Write out, exactly as they appear, only the lines running from the line with "Question. Place a dot on every instance of the car headlight" to the final line of the listing; include both.

*** Data shown

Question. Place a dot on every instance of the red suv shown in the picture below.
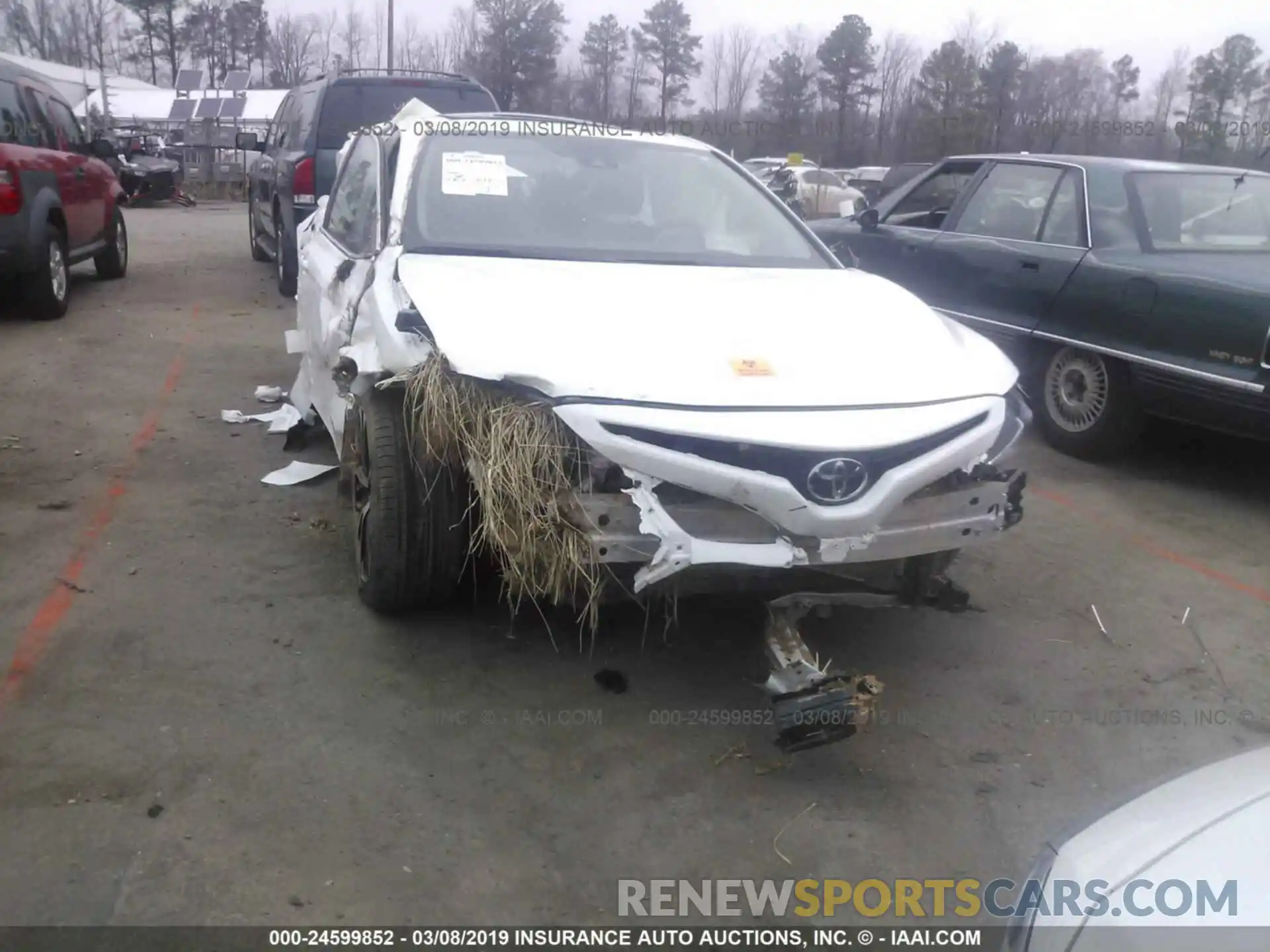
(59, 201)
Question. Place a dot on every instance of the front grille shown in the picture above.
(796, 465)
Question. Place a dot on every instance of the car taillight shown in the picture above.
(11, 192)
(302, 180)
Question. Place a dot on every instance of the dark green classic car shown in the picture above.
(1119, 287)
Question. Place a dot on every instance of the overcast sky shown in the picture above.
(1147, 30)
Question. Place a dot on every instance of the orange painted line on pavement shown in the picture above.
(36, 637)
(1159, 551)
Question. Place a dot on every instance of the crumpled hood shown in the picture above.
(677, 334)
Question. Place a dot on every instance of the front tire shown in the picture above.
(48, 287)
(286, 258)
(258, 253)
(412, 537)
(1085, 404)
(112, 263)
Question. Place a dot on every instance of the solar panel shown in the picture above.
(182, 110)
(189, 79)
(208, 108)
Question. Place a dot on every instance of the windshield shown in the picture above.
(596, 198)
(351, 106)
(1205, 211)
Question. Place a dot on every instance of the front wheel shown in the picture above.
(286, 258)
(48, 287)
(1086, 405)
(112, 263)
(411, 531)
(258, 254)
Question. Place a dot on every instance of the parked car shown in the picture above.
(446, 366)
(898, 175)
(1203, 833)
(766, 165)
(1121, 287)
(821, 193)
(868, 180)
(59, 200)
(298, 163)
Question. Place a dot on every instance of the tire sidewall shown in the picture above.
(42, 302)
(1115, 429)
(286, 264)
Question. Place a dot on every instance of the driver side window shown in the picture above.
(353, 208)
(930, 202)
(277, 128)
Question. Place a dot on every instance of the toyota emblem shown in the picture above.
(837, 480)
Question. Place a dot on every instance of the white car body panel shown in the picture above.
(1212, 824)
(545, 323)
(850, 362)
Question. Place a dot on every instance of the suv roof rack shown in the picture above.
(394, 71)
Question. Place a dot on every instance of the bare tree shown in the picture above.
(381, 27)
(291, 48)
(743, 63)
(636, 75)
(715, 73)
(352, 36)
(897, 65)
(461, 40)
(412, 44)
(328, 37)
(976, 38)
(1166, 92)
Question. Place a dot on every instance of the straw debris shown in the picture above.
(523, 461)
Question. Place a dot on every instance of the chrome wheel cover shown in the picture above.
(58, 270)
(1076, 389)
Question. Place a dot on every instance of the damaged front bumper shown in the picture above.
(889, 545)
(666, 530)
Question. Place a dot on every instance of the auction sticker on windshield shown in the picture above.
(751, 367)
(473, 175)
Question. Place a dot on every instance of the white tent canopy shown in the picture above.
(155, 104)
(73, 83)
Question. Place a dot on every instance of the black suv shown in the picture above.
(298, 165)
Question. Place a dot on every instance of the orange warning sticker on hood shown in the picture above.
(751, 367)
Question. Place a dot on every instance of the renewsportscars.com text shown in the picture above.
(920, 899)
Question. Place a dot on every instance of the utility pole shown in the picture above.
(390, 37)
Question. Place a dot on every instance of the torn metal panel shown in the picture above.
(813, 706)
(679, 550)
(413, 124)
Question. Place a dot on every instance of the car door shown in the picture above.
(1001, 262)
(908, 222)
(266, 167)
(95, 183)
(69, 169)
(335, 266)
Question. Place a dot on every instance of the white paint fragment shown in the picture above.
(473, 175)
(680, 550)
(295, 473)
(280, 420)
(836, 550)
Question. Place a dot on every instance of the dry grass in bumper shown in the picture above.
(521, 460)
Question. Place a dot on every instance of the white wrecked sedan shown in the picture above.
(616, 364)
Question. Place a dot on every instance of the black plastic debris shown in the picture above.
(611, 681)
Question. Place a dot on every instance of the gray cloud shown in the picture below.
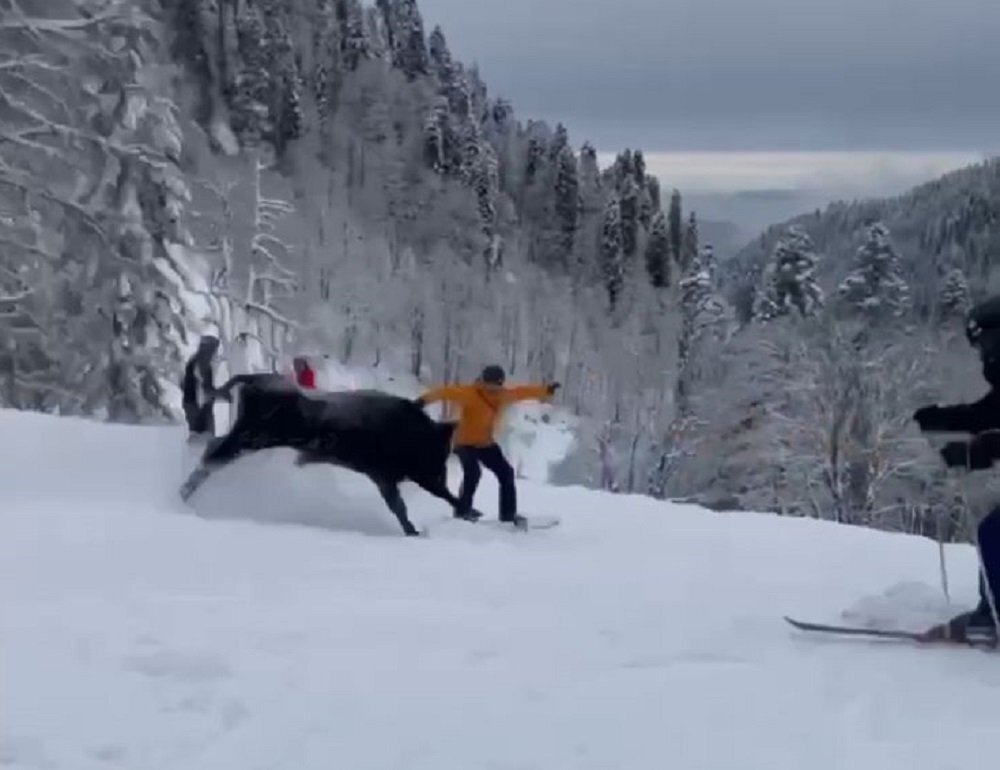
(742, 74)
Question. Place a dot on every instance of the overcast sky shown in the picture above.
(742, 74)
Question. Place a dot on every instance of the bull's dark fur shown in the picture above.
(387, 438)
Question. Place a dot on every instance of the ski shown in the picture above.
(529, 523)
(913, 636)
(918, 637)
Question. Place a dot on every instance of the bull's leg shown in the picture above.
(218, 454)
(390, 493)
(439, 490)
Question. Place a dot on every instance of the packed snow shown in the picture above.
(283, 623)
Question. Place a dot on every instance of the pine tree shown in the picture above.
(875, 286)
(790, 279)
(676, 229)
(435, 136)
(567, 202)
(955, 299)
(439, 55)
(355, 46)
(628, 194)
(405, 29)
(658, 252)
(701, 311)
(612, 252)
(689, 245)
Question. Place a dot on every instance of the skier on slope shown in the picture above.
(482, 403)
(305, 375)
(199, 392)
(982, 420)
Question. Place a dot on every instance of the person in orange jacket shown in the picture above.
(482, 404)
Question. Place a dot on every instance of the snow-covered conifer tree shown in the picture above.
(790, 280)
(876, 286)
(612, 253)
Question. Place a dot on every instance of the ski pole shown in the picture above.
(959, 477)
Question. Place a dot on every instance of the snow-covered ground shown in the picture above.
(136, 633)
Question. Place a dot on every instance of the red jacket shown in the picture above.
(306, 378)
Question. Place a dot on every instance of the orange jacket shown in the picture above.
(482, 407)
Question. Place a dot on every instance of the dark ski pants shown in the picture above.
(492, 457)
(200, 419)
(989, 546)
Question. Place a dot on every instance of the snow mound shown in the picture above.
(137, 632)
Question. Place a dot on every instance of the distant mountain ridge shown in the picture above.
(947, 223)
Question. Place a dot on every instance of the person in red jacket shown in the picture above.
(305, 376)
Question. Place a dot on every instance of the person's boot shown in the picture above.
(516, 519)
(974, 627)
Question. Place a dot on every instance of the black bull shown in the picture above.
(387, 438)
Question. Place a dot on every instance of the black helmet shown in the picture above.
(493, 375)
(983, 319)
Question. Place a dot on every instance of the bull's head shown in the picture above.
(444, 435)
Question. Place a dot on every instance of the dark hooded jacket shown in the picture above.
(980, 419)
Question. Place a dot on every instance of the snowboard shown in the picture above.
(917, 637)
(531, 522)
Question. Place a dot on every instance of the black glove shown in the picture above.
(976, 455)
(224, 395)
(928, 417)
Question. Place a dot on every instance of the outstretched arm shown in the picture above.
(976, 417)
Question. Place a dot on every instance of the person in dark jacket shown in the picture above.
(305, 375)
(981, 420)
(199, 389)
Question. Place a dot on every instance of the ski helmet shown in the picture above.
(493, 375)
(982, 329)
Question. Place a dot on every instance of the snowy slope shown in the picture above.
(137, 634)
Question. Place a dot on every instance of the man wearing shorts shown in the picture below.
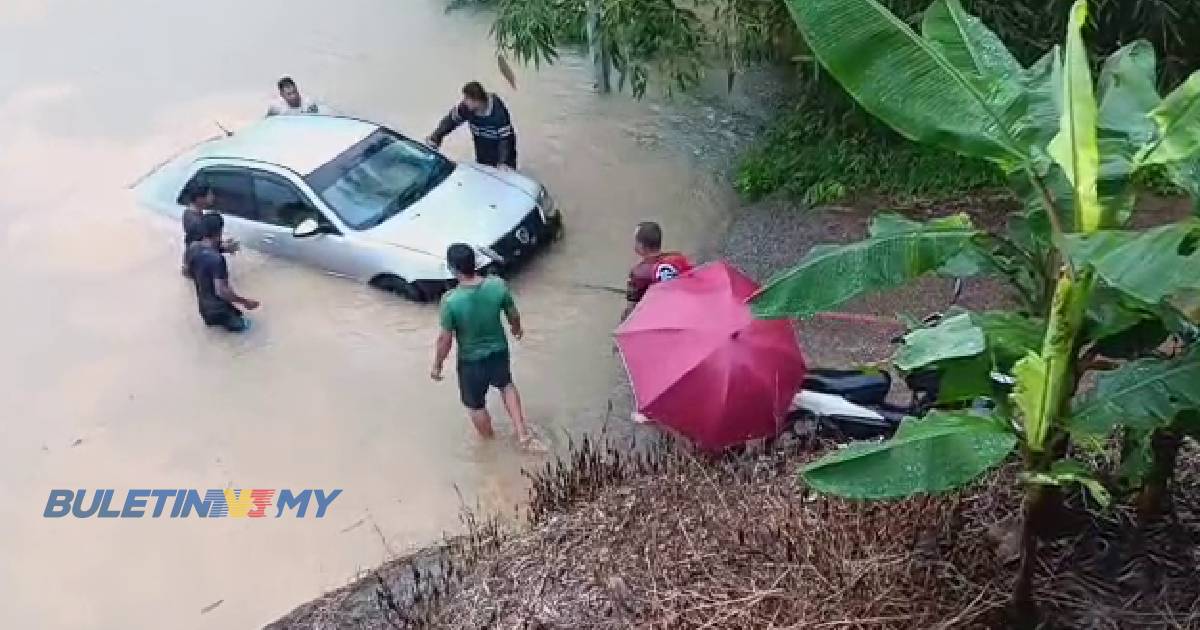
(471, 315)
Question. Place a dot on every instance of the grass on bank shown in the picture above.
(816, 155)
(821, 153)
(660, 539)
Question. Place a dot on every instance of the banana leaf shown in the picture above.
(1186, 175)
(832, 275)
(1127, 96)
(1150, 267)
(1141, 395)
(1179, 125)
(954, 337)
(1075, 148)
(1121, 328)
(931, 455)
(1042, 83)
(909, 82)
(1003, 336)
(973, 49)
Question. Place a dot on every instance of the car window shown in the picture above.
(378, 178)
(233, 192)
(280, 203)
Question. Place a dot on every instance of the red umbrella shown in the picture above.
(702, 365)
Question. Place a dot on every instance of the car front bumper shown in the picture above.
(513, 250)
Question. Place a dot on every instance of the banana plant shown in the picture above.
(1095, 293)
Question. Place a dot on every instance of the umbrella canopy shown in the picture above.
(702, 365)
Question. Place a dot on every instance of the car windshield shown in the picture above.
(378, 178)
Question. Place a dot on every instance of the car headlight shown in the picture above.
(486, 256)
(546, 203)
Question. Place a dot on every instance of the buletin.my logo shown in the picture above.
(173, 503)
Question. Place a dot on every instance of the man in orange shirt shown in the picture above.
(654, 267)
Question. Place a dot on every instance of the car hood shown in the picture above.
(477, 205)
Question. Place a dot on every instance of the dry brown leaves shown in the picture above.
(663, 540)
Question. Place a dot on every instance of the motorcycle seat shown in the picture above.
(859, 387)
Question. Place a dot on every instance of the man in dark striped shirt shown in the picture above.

******

Response below:
Question. Place a dot on every instance of the car headlight shown in the picture above.
(486, 256)
(546, 203)
Question. Place a dot on every instance of the buletin.my logo shown in the picture above.
(173, 503)
Question. Place a dot on every instance of the man in orange shirt shown in the picture above.
(654, 267)
Question. Place a dot on every instance of the car hood shown in the picture above.
(477, 205)
Question. Place a dot on every instance of the dry brown leaves shown in the picture above.
(663, 540)
Question. Place a dot on every instance of the motorcycle seat shown in the picture above.
(859, 387)
Question. Place a dot on every instance of the man in dark striped shirt shown in the picture above.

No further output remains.